SUPPLIED MATERIAL ▸
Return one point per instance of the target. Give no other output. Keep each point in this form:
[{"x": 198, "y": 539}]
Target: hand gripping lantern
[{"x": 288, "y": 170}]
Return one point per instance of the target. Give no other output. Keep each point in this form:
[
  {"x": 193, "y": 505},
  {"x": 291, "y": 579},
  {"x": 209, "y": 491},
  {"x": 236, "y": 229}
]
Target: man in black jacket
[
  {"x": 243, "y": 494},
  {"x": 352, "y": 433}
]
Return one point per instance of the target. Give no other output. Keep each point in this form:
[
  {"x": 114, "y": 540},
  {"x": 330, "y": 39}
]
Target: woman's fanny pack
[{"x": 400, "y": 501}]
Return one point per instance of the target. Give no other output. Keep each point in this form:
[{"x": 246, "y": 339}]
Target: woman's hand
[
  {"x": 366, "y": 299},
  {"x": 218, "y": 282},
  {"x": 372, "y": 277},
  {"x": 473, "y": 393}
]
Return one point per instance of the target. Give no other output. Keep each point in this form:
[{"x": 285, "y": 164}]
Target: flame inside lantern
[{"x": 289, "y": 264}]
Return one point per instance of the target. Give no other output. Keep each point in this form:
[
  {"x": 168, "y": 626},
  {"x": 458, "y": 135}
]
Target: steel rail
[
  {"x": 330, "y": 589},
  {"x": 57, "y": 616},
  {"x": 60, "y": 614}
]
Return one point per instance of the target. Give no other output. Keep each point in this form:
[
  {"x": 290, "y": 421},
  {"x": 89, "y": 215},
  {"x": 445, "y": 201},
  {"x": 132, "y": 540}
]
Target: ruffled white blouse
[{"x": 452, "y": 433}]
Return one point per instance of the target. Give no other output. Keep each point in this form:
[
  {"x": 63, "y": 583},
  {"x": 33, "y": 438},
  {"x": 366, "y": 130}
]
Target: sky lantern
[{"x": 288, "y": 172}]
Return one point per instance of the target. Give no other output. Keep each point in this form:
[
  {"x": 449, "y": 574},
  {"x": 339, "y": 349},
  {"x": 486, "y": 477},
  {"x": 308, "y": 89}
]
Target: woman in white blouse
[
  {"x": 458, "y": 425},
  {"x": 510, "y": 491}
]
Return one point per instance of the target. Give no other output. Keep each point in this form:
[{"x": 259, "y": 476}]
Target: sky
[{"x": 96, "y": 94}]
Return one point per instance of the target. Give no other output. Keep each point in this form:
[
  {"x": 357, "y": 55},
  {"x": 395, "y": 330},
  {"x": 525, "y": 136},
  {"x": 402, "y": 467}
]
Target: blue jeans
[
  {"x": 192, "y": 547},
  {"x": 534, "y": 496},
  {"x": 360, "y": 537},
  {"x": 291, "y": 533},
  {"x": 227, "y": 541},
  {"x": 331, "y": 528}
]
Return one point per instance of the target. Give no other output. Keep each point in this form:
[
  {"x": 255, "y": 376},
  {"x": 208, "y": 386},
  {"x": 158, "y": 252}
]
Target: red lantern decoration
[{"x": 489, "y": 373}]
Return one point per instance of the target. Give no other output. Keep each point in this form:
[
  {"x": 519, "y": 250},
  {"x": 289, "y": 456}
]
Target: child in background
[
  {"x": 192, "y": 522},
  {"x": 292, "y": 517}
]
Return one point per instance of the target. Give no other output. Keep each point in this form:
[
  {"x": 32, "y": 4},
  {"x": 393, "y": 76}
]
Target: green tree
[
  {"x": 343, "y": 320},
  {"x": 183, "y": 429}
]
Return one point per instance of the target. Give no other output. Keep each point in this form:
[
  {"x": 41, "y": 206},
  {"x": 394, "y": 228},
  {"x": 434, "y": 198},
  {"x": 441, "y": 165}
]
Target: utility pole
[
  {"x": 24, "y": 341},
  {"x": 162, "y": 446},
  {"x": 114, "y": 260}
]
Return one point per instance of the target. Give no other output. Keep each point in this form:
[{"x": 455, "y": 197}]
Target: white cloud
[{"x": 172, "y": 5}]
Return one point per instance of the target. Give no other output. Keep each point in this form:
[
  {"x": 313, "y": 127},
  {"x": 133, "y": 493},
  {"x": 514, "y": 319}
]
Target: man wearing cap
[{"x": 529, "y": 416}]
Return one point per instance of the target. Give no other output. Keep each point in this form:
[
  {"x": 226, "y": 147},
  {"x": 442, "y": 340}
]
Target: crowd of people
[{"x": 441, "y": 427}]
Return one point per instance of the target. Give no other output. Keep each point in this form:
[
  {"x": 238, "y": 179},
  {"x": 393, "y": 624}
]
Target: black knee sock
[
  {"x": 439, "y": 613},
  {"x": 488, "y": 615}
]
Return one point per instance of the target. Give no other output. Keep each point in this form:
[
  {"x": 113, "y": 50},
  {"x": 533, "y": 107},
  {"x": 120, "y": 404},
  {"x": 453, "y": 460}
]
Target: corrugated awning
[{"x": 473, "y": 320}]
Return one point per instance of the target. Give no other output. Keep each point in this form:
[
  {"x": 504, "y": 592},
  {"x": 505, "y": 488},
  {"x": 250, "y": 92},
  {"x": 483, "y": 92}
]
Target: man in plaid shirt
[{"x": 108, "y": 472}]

BRIEF ▸ Write an exact transcription of every entry above.

FINAL RESULT ▸
Return one point per instance of the target. Give no other output. Keep each point in this form:
[{"x": 198, "y": 539}]
Target: hand gripping lantern
[{"x": 288, "y": 170}]
Return one point per instance of the target. Give no other output. Keep each point in this form:
[
  {"x": 193, "y": 505},
  {"x": 291, "y": 579},
  {"x": 209, "y": 491},
  {"x": 236, "y": 229}
]
Target: man in black jacket
[
  {"x": 243, "y": 494},
  {"x": 352, "y": 433}
]
Return one point per instance of the target. Give no other output. Keep each point in this form:
[
  {"x": 114, "y": 540},
  {"x": 330, "y": 39}
]
Target: woman's fanny pack
[{"x": 400, "y": 501}]
Return one point per instance of the target. Give no other output. Keep each point in this form:
[{"x": 246, "y": 339}]
Target: woman's hand
[
  {"x": 366, "y": 299},
  {"x": 218, "y": 282},
  {"x": 372, "y": 277},
  {"x": 473, "y": 393}
]
Return one point per instance of the target. Give no other output. Keep each point in this form:
[{"x": 285, "y": 164}]
Target: flame inside lantern
[{"x": 289, "y": 264}]
Return one point per instance of the target. Give no other output. Keep each point in this form:
[
  {"x": 168, "y": 626},
  {"x": 458, "y": 135}
]
Target: steel rail
[
  {"x": 330, "y": 589},
  {"x": 57, "y": 616},
  {"x": 60, "y": 614}
]
Return one point per instance of the target. Give no other output. Keep each point in this form:
[
  {"x": 290, "y": 421},
  {"x": 89, "y": 215},
  {"x": 445, "y": 201},
  {"x": 132, "y": 540}
]
Target: ruffled white blouse
[{"x": 452, "y": 433}]
Return one point per instance of the target. Give no other output. Keep each point in this form:
[
  {"x": 63, "y": 583},
  {"x": 33, "y": 438},
  {"x": 366, "y": 130}
]
Target: sky lantern
[{"x": 288, "y": 172}]
Return one point per instance of the target. Give no other output. Keep each point in this form:
[
  {"x": 449, "y": 574},
  {"x": 339, "y": 349},
  {"x": 486, "y": 477},
  {"x": 308, "y": 89}
]
Target: woman in white blouse
[
  {"x": 458, "y": 425},
  {"x": 510, "y": 491}
]
Return one point per instance of the target. Give no other output. Keep each point in this form:
[{"x": 259, "y": 476}]
Target: sky
[{"x": 96, "y": 94}]
Return one point per instance of the target. Give no other output. Keep each point in this form:
[
  {"x": 357, "y": 55},
  {"x": 395, "y": 330},
  {"x": 525, "y": 136},
  {"x": 402, "y": 467}
]
Target: blue jeans
[
  {"x": 192, "y": 547},
  {"x": 534, "y": 496},
  {"x": 360, "y": 537},
  {"x": 291, "y": 533},
  {"x": 227, "y": 541},
  {"x": 331, "y": 528}
]
Return one point per instance of the target. Give no other output. Keep each point in this form:
[
  {"x": 255, "y": 376},
  {"x": 208, "y": 386},
  {"x": 158, "y": 252}
]
Target: red lantern decoration
[{"x": 489, "y": 373}]
Return one point per instance of the target. Give no other output. Keep each point in this form:
[
  {"x": 519, "y": 250},
  {"x": 289, "y": 456}
]
Target: child in background
[
  {"x": 192, "y": 522},
  {"x": 292, "y": 517}
]
Return one point per instance of the target. Give no other output. Keep each point in this form:
[
  {"x": 32, "y": 4},
  {"x": 393, "y": 76}
]
Target: green tree
[
  {"x": 343, "y": 320},
  {"x": 183, "y": 429}
]
Return one point per instance of the target. Give no other output. Keep each point in this form:
[
  {"x": 41, "y": 206},
  {"x": 394, "y": 228},
  {"x": 434, "y": 198},
  {"x": 441, "y": 165}
]
Target: utility pole
[
  {"x": 24, "y": 341},
  {"x": 162, "y": 446},
  {"x": 114, "y": 260}
]
Return one point per instance of the target. Give no other output. Keep each point in this form:
[{"x": 455, "y": 197}]
Target: white cloud
[{"x": 172, "y": 5}]
Return one point per instance of the target. Give no other output. Keep each point in this form:
[
  {"x": 313, "y": 127},
  {"x": 133, "y": 493},
  {"x": 514, "y": 319}
]
Target: man wearing cap
[{"x": 529, "y": 416}]
Return one point per instance of the target. Give no other output. Keep each point in this form:
[
  {"x": 226, "y": 147},
  {"x": 442, "y": 340}
]
Target: crowd of people
[{"x": 441, "y": 427}]
Return one point per instance of the target. Give no other output. Keep each point in this form:
[
  {"x": 238, "y": 179},
  {"x": 393, "y": 624}
]
Target: black knee sock
[
  {"x": 439, "y": 613},
  {"x": 488, "y": 615}
]
Return one point per instance of the target. Give no other output. Keep each point in this form:
[
  {"x": 113, "y": 50},
  {"x": 533, "y": 107},
  {"x": 120, "y": 404},
  {"x": 453, "y": 460}
]
Target: corrugated awning
[{"x": 473, "y": 320}]
Return one point per instance of the target. Give no other output. Keep each point in this form:
[
  {"x": 504, "y": 592},
  {"x": 505, "y": 488},
  {"x": 250, "y": 92},
  {"x": 483, "y": 92}
]
Target: man in plaid shirt
[{"x": 108, "y": 472}]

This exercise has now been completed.